### What needs to be done
Count the lines in the listing below that contain the string "positive", with uppercase and lowercase treated as different. Reply with the number alone.

### Dataset

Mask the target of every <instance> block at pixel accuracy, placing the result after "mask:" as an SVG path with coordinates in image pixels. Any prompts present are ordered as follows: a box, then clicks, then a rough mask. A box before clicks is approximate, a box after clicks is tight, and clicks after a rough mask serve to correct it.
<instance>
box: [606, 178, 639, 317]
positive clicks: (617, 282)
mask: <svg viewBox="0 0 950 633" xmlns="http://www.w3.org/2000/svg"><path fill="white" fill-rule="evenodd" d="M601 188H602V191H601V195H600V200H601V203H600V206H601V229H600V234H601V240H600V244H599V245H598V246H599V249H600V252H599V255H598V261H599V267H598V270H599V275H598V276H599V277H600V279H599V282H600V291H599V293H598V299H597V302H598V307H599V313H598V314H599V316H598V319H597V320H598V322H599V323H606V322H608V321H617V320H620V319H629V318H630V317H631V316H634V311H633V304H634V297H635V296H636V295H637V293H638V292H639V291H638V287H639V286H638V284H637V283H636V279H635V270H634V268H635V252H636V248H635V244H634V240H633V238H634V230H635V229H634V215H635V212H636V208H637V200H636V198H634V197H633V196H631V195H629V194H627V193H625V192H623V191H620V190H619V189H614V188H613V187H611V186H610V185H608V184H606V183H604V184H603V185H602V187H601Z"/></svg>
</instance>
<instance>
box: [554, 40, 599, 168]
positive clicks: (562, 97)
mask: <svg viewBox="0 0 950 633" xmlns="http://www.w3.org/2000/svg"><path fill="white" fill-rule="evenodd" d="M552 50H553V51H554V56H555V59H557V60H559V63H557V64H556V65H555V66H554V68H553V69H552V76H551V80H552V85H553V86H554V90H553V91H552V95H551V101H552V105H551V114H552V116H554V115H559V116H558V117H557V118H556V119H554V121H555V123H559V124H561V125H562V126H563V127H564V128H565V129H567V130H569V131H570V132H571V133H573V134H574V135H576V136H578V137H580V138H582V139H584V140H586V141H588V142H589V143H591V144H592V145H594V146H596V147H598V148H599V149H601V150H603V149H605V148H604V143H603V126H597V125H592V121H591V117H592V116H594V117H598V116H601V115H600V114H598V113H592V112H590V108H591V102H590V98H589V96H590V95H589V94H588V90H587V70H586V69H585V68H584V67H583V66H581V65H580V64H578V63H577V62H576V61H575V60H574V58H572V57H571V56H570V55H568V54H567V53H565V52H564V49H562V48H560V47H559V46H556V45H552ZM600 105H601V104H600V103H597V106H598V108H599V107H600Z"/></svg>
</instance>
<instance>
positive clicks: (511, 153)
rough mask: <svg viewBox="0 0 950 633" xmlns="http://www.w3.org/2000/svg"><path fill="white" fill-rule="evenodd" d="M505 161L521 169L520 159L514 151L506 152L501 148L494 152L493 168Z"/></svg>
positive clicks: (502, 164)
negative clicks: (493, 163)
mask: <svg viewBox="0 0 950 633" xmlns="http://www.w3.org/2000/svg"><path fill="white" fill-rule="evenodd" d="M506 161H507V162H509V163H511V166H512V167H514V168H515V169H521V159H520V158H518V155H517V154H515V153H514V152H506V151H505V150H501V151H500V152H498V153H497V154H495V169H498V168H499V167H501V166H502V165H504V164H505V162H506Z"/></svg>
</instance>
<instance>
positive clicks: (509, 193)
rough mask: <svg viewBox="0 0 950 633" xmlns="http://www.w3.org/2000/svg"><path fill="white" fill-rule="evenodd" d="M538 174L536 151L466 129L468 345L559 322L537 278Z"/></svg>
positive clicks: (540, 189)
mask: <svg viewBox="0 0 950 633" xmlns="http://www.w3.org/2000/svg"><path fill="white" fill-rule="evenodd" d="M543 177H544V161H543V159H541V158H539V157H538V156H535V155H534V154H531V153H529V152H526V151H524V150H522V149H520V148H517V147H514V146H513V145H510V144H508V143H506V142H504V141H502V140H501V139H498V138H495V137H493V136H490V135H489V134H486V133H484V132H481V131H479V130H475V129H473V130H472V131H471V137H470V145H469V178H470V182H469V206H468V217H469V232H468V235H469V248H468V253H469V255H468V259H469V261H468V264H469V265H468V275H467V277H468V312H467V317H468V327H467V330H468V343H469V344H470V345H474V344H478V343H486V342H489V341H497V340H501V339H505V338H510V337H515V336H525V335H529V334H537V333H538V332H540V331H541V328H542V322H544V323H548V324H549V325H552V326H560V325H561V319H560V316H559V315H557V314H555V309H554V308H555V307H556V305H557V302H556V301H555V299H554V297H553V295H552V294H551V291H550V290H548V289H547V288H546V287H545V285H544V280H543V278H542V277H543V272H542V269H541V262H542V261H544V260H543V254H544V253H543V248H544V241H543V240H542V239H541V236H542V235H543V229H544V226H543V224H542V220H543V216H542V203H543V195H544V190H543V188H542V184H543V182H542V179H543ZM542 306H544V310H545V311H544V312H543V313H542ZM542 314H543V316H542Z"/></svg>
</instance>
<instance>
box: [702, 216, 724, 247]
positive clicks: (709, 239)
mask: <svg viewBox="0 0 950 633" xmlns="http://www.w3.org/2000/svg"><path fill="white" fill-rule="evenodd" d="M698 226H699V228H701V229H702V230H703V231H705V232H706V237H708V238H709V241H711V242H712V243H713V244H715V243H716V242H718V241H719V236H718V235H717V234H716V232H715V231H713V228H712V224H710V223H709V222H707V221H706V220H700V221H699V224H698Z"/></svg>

### Output for this task
7